# [Object location annotation data]
================

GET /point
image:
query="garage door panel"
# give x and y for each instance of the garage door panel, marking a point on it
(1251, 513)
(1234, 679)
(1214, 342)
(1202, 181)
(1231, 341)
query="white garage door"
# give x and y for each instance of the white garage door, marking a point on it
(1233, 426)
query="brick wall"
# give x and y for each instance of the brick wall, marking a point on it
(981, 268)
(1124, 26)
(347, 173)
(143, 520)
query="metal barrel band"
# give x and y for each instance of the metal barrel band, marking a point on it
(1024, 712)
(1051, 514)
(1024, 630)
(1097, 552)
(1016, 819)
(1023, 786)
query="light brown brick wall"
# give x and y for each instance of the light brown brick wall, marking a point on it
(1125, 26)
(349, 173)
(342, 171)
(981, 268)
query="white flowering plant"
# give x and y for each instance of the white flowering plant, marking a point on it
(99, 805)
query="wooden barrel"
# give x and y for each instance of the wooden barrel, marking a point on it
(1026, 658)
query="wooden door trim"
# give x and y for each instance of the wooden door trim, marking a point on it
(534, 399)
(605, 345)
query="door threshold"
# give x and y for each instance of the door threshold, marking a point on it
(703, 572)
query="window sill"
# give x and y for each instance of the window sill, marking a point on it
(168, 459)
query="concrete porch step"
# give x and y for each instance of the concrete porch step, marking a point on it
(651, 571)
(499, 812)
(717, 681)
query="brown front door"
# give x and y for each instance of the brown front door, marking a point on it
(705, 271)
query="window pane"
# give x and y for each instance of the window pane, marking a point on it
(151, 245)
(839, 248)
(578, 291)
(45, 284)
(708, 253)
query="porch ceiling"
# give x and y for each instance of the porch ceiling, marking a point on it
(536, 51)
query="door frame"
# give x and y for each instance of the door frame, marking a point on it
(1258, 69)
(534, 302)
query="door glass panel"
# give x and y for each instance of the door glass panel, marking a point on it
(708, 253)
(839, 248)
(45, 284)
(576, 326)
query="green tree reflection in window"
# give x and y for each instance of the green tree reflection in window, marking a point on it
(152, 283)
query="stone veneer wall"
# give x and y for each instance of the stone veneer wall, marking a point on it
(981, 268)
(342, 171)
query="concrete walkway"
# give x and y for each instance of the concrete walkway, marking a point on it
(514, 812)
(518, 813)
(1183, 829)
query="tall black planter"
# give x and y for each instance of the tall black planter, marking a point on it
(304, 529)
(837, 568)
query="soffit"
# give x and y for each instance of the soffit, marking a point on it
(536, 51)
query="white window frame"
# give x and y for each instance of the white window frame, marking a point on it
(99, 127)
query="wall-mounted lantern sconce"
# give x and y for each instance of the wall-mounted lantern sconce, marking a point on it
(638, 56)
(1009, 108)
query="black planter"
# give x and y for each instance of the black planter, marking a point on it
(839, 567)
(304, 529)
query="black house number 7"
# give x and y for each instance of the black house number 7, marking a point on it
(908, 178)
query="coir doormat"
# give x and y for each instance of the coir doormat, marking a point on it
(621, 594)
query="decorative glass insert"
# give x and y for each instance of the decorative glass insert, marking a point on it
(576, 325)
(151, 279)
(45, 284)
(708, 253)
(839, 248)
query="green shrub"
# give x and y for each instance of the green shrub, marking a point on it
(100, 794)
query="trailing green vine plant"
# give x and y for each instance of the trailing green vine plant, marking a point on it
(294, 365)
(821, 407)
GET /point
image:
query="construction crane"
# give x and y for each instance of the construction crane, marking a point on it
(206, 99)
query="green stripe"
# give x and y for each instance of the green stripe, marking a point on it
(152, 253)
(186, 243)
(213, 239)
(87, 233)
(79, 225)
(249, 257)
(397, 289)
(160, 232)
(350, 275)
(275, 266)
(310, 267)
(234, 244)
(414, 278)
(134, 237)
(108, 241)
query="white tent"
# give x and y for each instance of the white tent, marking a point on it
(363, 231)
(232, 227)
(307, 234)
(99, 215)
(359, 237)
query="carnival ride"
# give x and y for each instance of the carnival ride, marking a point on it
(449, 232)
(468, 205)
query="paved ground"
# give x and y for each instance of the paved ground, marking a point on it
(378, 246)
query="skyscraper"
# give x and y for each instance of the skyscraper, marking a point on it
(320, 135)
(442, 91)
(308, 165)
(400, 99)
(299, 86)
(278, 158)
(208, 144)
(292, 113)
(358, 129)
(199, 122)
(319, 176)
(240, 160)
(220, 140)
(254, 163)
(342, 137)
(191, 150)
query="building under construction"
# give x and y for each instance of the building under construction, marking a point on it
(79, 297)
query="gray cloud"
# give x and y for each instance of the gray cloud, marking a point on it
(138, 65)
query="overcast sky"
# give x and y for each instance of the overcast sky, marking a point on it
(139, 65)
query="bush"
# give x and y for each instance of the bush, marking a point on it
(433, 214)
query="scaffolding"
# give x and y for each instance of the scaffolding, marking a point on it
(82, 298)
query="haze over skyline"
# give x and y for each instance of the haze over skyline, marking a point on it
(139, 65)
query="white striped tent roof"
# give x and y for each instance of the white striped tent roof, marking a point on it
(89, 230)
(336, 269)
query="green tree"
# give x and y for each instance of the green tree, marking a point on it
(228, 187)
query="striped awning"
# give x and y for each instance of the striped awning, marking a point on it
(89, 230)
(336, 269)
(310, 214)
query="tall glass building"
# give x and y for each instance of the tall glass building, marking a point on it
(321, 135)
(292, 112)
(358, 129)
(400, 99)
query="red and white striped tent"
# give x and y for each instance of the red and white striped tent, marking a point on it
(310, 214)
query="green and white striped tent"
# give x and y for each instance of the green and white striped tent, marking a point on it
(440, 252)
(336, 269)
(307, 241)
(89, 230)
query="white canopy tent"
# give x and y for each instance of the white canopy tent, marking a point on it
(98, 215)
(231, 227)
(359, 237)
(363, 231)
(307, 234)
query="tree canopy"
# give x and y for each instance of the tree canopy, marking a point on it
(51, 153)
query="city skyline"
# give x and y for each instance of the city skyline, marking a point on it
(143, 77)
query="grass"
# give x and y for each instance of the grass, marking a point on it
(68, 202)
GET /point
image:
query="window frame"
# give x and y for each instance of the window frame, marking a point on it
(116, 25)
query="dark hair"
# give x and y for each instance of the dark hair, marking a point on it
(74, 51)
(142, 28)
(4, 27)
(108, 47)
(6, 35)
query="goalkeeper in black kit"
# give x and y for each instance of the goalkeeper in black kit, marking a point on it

================

# [Task instructions]
Count the lines of the listing that contain the word "bush" and give only that number.

# [Output of the exercise]
2